■ Work to complete ■
Please find each line in the data below that contains the string "microphone" and copy those lines out. Case counts.

■ Supplied data ■
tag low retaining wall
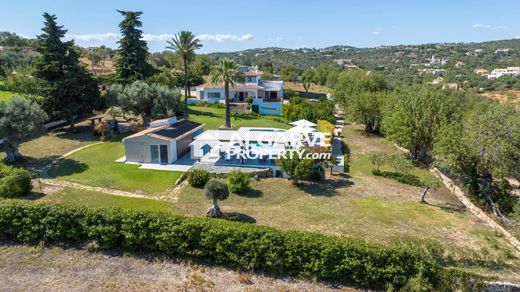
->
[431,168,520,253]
* * *
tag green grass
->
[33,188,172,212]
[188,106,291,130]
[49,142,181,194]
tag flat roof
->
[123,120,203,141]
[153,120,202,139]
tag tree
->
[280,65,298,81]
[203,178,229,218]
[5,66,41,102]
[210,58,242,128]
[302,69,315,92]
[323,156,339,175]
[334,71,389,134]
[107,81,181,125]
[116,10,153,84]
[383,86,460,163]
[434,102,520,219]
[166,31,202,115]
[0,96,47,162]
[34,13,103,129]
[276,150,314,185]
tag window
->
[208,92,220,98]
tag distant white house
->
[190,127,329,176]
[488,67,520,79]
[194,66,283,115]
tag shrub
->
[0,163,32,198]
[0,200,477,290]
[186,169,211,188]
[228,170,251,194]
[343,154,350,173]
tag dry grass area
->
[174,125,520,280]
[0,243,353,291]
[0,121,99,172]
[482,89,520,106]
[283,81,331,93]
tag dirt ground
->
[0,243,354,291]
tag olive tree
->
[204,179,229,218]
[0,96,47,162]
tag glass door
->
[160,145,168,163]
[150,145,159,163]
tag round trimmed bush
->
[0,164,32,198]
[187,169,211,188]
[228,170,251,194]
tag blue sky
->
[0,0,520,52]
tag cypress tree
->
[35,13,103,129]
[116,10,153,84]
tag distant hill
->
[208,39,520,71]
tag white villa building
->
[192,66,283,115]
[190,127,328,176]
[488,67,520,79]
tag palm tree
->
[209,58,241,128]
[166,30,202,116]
---
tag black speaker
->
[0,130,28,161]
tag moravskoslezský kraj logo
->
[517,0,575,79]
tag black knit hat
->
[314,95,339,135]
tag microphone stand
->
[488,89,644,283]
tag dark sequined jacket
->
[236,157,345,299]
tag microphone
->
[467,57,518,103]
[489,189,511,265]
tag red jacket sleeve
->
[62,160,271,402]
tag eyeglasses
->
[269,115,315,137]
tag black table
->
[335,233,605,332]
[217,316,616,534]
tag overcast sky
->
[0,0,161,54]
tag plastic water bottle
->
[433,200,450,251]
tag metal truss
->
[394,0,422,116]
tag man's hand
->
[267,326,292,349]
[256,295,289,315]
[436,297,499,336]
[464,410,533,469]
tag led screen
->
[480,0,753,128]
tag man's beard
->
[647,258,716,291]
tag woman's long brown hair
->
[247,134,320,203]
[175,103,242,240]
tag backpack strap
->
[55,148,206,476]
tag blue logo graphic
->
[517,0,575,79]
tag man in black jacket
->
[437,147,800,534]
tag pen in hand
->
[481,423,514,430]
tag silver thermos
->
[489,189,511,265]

■ Exercise response ■
tag microphone stand
tag microphone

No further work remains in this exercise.